To do: From the text on shopping malls, write out again the passage that begins with "After three very" and ends with "alive and kicking.", swapping "Las Vegas" for "Orlando".

Source excerpt:
<<<<

After three very productive days last week at ICSC RECon 2017 in Las Vegas, I can state with absolute certainty: The shopping mall is not an endangered species. Evolving yes, but not dying or in danger of disappearing anytime soon. Nearly 40,000 people gathered in the middle of the Nevada desert stand testament to the fact that the business of Shopping Malls is alive and kicking.
We're seeing a steady stream of press suggesting that malls are 'failing' with the shuttering of legacy anchor stores such Sears and Macy's, the proof of the pudding. It's these headlines that stick in the sub-conscious and cast a negative light on this close-knit industry. Because it only tells part of the story, this narrative has wide-ranging implications for businesses that depend on the industry such as services or ancillary income sectors. It's white noise but it's confidence-eroding nevertheless and that makes potential investors, particularly institutional ones, nervous and they may opt for 'safer' investments in other sectors over the mall business. By way of industry financial background, dividend yield on
shopping mall investments in the year to April 30th 2017 was second only to home financing and healthcare, according to the National Association of Real Estate Investment Trusts.

>>>>

Records from a data collection
<<<<

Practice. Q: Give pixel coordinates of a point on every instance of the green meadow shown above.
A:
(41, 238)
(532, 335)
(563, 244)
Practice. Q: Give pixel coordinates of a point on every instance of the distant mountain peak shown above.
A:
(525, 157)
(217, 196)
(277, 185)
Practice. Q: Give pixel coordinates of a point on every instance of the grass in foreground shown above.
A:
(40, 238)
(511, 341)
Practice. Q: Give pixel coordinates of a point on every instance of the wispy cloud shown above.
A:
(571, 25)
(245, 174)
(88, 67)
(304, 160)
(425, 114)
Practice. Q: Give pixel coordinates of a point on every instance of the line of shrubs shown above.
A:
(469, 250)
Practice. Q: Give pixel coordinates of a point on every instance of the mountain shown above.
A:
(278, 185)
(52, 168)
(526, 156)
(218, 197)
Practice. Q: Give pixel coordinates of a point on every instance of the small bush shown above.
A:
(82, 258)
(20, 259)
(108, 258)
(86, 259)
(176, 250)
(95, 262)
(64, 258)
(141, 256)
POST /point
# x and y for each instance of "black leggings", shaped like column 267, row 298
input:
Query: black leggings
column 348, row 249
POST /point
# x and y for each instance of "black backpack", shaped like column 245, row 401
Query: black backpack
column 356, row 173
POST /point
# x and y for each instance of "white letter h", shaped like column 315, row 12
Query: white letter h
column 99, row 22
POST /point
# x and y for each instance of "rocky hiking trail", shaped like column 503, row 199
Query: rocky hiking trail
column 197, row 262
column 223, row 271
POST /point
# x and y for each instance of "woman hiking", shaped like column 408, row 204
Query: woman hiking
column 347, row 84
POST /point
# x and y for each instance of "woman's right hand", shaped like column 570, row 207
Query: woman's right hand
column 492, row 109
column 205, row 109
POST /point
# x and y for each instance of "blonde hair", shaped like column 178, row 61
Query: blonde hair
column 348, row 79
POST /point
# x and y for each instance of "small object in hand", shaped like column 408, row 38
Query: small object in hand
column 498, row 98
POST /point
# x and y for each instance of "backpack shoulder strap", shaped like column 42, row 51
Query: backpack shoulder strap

>>>>

Answer in full:
After three very productive days last week at ICSC RECon 2017 in Orlando, I can state with absolute certainty: The shopping mall is not an endangered species. Evolving yes, but not dying or in danger of disappearing anytime soon. Nearly 40,000 people gathered in the middle of the Nevada desert stand testament to the fact that the business of Shopping Malls is alive and kicking.